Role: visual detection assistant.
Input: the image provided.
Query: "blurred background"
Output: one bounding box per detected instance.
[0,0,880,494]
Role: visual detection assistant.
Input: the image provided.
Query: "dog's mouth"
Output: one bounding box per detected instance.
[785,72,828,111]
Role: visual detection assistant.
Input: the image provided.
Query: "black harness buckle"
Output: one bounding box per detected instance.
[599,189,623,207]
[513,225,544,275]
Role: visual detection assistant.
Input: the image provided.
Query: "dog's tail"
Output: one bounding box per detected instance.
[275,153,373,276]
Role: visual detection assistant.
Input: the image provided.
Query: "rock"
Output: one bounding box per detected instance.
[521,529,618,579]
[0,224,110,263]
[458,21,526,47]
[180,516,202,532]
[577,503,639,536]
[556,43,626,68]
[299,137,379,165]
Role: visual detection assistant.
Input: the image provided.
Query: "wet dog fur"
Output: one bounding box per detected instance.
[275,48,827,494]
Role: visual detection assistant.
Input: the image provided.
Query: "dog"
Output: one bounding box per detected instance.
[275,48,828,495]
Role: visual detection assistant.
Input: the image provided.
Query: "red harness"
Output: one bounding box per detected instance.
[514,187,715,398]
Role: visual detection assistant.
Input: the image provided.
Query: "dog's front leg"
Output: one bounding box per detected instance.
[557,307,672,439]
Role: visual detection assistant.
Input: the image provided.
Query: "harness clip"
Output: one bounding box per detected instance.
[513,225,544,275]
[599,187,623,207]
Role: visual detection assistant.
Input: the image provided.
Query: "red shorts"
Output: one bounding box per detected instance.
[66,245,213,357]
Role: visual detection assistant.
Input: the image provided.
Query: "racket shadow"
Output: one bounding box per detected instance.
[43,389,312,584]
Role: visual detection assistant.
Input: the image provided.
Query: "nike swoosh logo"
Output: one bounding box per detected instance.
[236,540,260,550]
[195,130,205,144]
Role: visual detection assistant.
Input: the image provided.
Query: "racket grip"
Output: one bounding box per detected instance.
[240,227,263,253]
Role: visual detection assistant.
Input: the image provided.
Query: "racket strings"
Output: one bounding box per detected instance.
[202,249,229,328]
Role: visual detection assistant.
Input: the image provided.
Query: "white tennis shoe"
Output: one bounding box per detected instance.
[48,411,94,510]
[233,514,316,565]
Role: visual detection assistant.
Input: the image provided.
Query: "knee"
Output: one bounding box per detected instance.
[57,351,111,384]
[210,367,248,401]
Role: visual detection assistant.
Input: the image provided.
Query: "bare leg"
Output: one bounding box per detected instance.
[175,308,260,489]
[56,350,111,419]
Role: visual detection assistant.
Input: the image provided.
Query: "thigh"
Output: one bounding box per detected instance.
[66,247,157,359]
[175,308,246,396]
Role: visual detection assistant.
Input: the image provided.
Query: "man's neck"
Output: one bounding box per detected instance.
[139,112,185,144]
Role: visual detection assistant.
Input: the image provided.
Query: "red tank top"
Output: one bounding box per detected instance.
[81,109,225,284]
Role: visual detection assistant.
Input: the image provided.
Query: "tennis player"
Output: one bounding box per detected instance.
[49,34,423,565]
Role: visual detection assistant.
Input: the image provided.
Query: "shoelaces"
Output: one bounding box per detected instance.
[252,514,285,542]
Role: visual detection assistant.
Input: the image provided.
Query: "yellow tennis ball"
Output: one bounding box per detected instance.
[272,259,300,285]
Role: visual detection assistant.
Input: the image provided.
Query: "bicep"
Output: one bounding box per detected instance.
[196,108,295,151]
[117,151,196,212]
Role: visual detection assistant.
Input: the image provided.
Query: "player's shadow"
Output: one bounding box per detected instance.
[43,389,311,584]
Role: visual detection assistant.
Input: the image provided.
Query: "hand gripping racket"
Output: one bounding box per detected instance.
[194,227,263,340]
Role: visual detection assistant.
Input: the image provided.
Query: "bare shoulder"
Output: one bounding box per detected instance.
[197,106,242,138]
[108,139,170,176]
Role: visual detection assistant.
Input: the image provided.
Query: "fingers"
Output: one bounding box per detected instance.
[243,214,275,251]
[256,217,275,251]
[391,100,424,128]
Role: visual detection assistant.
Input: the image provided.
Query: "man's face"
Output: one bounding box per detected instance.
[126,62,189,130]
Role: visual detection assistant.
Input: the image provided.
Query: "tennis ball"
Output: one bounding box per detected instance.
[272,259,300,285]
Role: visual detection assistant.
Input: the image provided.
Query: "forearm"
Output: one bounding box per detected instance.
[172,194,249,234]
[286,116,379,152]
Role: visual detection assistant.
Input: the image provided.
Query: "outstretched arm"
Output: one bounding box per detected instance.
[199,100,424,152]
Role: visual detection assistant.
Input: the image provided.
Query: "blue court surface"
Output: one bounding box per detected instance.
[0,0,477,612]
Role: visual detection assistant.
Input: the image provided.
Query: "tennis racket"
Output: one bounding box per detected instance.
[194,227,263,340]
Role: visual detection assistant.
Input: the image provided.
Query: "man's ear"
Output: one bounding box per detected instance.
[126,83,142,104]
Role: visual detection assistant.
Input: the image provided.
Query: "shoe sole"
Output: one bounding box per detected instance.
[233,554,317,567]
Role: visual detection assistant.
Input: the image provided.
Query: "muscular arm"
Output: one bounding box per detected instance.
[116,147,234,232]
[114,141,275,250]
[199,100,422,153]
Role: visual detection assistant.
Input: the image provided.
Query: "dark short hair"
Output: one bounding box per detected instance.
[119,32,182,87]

...

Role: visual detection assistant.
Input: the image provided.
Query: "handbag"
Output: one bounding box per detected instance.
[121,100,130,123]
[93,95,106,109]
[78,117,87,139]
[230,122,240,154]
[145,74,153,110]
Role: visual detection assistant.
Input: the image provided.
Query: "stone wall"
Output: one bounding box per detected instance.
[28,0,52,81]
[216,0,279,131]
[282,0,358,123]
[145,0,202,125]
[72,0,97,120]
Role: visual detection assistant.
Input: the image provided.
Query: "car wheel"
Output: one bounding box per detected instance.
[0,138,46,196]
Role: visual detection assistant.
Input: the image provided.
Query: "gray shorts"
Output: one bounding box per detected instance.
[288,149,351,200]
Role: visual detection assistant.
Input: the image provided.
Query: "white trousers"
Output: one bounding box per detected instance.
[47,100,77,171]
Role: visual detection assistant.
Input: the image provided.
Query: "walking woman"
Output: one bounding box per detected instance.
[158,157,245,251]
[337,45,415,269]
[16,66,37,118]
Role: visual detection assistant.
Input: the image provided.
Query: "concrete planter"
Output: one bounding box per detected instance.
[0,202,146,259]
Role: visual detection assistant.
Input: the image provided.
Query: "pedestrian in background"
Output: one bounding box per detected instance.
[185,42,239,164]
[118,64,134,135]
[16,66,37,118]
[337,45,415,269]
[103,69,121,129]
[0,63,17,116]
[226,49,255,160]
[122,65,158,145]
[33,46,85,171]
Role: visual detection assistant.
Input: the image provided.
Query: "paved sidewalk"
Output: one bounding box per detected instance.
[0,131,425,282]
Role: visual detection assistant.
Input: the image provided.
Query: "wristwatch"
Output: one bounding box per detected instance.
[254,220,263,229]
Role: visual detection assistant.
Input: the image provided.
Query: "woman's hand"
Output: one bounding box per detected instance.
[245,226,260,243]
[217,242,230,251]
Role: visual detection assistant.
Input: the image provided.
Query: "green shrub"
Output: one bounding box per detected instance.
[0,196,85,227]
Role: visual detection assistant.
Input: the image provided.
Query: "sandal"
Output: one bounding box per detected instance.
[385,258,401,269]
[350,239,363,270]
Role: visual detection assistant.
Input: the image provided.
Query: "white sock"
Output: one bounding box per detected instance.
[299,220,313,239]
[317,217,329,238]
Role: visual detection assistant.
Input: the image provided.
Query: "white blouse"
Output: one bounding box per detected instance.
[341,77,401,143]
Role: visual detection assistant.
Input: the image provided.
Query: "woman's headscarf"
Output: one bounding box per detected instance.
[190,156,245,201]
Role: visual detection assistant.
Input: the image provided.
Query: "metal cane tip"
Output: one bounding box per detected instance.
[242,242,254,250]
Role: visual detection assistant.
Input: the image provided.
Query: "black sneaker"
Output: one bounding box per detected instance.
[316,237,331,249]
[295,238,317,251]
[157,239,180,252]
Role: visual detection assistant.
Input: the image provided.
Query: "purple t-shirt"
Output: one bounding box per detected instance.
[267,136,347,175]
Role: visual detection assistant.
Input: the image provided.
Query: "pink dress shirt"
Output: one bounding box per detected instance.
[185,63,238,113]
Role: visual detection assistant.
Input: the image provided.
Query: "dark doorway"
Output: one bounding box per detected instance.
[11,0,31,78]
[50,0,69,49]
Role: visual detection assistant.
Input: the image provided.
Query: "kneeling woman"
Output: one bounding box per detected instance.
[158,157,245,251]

==

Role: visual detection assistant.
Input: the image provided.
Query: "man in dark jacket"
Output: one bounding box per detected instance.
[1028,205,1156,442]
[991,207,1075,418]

# 问题描述
统计上方数据行中含有字符串“tennis”的行数，仅给出该数字。

# 任务输出
5